What needs to be done » In the entries below, express the lines between the one containing "Where can the bridle" and the one containing "column 431, row 302", inclusive, as a JSON list of strings with one string per line, omitting any blank lines.
— START Provided records —
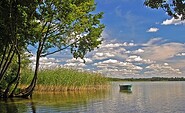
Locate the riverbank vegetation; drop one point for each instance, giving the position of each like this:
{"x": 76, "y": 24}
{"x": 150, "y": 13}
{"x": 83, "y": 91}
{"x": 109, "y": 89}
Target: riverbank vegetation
{"x": 63, "y": 79}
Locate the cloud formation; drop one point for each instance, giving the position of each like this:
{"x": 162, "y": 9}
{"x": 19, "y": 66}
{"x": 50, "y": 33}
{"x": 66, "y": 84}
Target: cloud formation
{"x": 153, "y": 29}
{"x": 173, "y": 21}
{"x": 125, "y": 59}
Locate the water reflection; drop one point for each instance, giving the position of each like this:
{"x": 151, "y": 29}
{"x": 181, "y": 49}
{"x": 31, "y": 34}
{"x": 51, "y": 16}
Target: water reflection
{"x": 51, "y": 102}
{"x": 145, "y": 97}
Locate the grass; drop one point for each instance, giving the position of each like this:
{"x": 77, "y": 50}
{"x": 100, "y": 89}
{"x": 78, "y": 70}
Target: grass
{"x": 63, "y": 79}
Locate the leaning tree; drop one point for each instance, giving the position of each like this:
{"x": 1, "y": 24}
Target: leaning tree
{"x": 64, "y": 24}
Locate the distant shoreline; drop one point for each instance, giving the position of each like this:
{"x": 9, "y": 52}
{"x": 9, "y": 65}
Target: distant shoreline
{"x": 148, "y": 79}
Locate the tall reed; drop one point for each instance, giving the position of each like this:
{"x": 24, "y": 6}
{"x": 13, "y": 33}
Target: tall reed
{"x": 65, "y": 79}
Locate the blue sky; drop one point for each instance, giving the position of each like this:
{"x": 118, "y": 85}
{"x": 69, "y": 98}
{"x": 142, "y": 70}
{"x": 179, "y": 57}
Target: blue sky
{"x": 138, "y": 42}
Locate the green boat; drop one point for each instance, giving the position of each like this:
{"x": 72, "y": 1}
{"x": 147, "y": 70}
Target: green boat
{"x": 125, "y": 86}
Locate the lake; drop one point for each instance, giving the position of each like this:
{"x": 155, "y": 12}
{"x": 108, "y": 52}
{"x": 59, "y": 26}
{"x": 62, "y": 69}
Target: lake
{"x": 145, "y": 97}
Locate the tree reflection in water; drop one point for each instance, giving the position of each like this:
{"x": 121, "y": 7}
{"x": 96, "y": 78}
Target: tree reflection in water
{"x": 16, "y": 106}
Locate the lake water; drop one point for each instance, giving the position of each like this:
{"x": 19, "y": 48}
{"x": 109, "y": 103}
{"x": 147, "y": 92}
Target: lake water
{"x": 145, "y": 97}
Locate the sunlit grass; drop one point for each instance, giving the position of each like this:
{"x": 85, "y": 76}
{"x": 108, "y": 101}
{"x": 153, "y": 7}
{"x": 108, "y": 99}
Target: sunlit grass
{"x": 63, "y": 79}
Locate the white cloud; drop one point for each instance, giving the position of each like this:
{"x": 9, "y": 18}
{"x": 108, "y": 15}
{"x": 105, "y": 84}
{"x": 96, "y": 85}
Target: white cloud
{"x": 180, "y": 54}
{"x": 79, "y": 60}
{"x": 159, "y": 69}
{"x": 163, "y": 51}
{"x": 153, "y": 41}
{"x": 153, "y": 29}
{"x": 173, "y": 21}
{"x": 127, "y": 59}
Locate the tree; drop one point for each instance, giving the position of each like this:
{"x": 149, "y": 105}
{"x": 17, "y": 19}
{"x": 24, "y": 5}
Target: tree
{"x": 14, "y": 29}
{"x": 59, "y": 25}
{"x": 174, "y": 8}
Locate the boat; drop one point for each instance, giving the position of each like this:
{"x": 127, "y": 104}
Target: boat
{"x": 125, "y": 86}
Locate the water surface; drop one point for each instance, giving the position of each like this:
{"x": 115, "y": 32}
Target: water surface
{"x": 145, "y": 97}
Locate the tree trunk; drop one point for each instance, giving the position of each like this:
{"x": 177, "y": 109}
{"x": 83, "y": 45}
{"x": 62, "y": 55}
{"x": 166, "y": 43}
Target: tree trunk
{"x": 15, "y": 79}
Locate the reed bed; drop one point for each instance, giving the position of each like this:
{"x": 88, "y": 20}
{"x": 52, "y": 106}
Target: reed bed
{"x": 63, "y": 79}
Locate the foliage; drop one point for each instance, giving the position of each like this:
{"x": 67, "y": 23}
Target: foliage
{"x": 174, "y": 8}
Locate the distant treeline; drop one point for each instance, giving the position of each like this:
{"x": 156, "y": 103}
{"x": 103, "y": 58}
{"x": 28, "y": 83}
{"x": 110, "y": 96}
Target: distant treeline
{"x": 149, "y": 79}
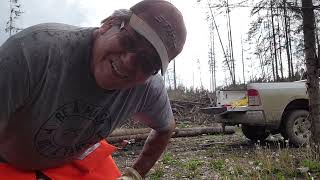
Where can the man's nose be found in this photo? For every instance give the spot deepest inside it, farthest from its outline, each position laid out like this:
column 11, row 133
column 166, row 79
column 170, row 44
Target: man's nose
column 129, row 59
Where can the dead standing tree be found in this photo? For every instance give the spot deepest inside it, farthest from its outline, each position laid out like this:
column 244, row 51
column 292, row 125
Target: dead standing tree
column 312, row 62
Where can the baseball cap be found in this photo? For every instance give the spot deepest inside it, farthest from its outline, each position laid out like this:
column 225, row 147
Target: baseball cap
column 162, row 24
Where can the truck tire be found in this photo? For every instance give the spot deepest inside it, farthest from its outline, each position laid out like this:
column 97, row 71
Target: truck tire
column 255, row 133
column 297, row 127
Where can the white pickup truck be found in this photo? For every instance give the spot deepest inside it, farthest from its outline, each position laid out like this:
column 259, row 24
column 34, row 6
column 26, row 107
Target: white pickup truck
column 271, row 108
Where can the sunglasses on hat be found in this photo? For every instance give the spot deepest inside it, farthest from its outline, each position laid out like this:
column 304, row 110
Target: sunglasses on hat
column 145, row 55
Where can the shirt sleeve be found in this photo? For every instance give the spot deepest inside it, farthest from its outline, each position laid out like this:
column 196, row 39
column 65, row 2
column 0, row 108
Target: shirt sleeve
column 157, row 105
column 13, row 79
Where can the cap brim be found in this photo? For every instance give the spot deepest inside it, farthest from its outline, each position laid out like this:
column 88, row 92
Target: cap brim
column 146, row 31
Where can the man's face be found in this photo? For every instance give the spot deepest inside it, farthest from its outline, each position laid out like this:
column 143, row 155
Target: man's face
column 122, row 58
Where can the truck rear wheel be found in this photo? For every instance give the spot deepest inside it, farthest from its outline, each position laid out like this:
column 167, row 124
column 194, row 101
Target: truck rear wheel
column 255, row 133
column 297, row 127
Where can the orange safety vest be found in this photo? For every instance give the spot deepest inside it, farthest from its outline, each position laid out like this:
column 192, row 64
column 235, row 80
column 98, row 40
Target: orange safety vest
column 98, row 165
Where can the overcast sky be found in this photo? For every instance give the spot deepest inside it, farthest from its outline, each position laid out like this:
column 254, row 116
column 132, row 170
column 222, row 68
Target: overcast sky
column 91, row 12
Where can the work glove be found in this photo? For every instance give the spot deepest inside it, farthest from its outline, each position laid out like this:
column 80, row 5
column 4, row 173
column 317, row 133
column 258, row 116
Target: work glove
column 130, row 174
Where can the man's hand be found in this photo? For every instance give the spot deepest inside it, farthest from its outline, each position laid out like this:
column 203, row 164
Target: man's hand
column 130, row 174
column 154, row 146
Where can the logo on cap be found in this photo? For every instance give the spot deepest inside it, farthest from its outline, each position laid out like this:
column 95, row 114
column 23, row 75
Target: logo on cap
column 169, row 31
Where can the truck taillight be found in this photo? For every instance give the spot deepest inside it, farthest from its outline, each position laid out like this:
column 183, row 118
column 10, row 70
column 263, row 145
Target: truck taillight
column 253, row 98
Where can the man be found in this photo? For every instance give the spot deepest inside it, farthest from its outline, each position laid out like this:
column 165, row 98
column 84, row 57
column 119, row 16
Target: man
column 63, row 89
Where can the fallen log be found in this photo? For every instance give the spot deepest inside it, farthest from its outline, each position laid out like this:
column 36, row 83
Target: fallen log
column 125, row 132
column 184, row 132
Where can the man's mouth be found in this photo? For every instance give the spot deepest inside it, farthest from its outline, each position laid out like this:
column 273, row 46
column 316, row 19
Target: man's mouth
column 117, row 70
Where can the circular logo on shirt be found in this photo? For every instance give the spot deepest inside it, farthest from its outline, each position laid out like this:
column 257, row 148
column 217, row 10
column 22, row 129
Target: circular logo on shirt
column 71, row 129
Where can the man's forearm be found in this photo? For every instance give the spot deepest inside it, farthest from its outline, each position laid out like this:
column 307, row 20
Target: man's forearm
column 152, row 150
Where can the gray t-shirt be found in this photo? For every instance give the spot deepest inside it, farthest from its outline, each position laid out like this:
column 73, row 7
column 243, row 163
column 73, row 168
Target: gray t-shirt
column 51, row 109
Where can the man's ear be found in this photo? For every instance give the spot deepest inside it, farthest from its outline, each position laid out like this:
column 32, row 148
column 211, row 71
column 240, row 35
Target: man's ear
column 106, row 25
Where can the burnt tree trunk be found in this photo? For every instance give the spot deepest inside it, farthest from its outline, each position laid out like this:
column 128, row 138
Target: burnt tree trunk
column 312, row 69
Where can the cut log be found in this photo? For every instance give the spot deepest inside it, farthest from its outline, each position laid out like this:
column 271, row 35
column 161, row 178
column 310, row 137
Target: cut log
column 184, row 132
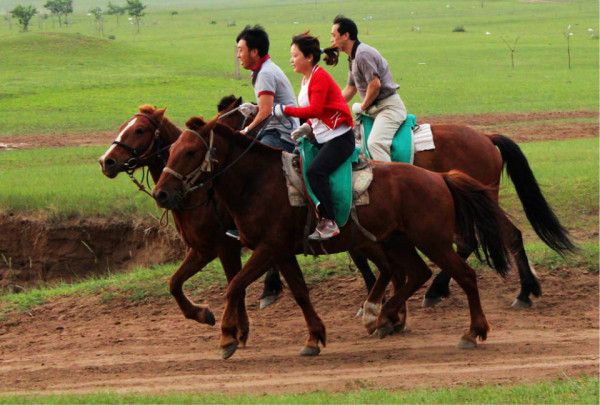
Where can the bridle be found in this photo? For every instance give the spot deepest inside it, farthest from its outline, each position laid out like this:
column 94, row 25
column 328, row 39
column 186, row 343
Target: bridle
column 189, row 180
column 142, row 155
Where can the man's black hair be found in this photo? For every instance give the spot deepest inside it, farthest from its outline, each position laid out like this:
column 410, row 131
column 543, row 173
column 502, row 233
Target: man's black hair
column 256, row 38
column 346, row 25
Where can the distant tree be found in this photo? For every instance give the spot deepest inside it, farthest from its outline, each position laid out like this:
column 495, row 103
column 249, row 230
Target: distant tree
column 135, row 9
column 113, row 9
column 99, row 19
column 23, row 15
column 61, row 9
column 8, row 19
column 512, row 48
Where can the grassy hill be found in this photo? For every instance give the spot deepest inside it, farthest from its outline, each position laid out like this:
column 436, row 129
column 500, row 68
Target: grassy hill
column 73, row 79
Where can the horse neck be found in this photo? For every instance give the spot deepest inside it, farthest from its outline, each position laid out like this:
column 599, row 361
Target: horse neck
column 168, row 134
column 233, row 187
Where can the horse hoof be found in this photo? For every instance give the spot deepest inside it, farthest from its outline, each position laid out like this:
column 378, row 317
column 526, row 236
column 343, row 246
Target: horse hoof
column 399, row 328
column 268, row 300
column 384, row 331
column 209, row 318
column 467, row 343
column 228, row 350
column 520, row 304
column 310, row 351
column 431, row 302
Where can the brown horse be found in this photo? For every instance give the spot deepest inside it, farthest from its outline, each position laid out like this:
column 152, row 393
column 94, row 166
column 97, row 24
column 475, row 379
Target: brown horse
column 410, row 208
column 483, row 157
column 144, row 141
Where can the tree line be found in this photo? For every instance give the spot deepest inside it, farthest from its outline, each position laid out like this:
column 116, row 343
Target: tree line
column 61, row 9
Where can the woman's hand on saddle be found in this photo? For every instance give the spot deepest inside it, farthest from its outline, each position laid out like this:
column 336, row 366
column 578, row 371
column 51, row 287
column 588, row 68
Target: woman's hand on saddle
column 248, row 109
column 357, row 108
column 303, row 130
column 278, row 111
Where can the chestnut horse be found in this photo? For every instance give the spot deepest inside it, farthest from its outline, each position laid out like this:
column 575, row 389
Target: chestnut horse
column 410, row 208
column 144, row 141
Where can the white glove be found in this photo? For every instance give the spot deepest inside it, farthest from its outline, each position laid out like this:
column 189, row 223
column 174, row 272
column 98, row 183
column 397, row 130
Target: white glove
column 248, row 109
column 278, row 111
column 303, row 130
column 356, row 108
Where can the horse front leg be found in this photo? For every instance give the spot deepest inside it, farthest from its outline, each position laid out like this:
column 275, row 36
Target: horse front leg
column 236, row 291
column 193, row 262
column 316, row 329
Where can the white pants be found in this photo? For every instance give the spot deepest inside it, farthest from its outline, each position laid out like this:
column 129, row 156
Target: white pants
column 388, row 114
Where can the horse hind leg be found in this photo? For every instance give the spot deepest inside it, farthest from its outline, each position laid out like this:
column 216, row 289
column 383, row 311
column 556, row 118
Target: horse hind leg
column 440, row 286
column 530, row 284
column 449, row 261
column 272, row 288
column 193, row 262
column 316, row 329
column 411, row 267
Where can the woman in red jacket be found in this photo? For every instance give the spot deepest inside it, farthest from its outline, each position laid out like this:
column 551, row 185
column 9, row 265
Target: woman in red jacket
column 322, row 104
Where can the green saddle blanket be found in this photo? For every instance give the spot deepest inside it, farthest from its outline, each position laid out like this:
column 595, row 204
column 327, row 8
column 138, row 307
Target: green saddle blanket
column 402, row 145
column 340, row 180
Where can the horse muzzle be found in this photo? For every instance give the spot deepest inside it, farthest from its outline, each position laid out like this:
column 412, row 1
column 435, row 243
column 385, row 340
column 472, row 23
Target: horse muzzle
column 167, row 199
column 110, row 167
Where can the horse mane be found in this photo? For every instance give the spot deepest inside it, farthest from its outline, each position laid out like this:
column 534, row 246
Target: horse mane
column 147, row 109
column 195, row 123
column 228, row 102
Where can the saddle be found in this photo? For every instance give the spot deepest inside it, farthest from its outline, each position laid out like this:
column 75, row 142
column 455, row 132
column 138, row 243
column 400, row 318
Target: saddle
column 408, row 140
column 349, row 183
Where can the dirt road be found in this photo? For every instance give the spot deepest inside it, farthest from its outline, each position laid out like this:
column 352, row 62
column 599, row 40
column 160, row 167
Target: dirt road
column 81, row 344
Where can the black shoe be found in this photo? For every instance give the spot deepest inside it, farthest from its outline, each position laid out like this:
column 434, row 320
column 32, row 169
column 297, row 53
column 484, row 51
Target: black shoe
column 233, row 233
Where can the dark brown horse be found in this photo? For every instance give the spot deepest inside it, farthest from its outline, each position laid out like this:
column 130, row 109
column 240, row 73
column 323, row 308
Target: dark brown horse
column 410, row 208
column 483, row 157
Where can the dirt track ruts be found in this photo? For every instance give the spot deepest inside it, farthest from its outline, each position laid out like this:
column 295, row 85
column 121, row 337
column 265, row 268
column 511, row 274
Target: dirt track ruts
column 80, row 345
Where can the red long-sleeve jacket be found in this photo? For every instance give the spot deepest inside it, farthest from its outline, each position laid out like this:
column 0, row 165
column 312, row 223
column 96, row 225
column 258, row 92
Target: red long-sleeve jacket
column 326, row 102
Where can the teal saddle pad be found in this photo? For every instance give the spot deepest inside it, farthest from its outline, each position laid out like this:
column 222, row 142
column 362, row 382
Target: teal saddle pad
column 402, row 145
column 340, row 180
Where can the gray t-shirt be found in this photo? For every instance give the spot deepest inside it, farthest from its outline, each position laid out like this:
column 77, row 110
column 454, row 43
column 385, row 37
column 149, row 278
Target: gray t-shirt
column 366, row 63
column 271, row 80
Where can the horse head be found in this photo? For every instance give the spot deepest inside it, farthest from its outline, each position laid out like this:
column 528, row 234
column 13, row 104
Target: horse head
column 189, row 159
column 139, row 141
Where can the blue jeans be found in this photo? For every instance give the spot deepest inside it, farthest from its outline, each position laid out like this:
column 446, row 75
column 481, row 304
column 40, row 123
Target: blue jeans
column 272, row 137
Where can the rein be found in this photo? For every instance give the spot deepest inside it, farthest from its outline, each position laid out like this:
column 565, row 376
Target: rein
column 143, row 155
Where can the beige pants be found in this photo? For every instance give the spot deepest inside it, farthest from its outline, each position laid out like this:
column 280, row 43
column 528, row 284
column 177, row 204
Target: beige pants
column 389, row 114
— END Provided records —
Result below »
[
  "Where can the bridle be found in this photo? For every instance give the spot deepest inside it, farthest from its outline, each position laid out like this:",
  "column 94, row 25",
  "column 328, row 39",
  "column 186, row 343",
  "Target: bridle",
  "column 189, row 180",
  "column 142, row 155",
  "Where can the man's black hair be found in this photo? For every instance give the spot deepest inside it, farthest from its outline, each position laid out like this:",
  "column 410, row 131",
  "column 543, row 173",
  "column 502, row 233",
  "Target: man's black hair",
  "column 256, row 38",
  "column 346, row 25",
  "Where can the distant tree be found in this photo? For every instance give the spot deepest inside it, farthest from its outline, each position laid out like this:",
  "column 495, row 103",
  "column 249, row 230",
  "Target: distant tree",
  "column 135, row 9",
  "column 113, row 9",
  "column 99, row 19",
  "column 23, row 15",
  "column 61, row 9",
  "column 8, row 19",
  "column 512, row 48",
  "Where can the grassy hill be found in this photo? For every instance give the spot deepest inside it, farthest from its outline, each position laid out like this:",
  "column 436, row 129",
  "column 500, row 68",
  "Target: grassy hill",
  "column 73, row 79",
  "Where can the horse neck be found in this photo? For every instance give the spot deepest inside it, farthest from its outline, each position laid out like this:",
  "column 599, row 361",
  "Target: horse neck",
  "column 168, row 134",
  "column 233, row 187",
  "Where can the horse hoof be found in this photo? For every instance give the spot deepest inside it, farthest from its outline, each position laid out like this:",
  "column 378, row 317",
  "column 526, row 236",
  "column 343, row 246",
  "Target: horse hoof",
  "column 399, row 328",
  "column 268, row 300",
  "column 384, row 331",
  "column 209, row 318",
  "column 467, row 343",
  "column 228, row 350",
  "column 520, row 304",
  "column 310, row 351",
  "column 431, row 302"
]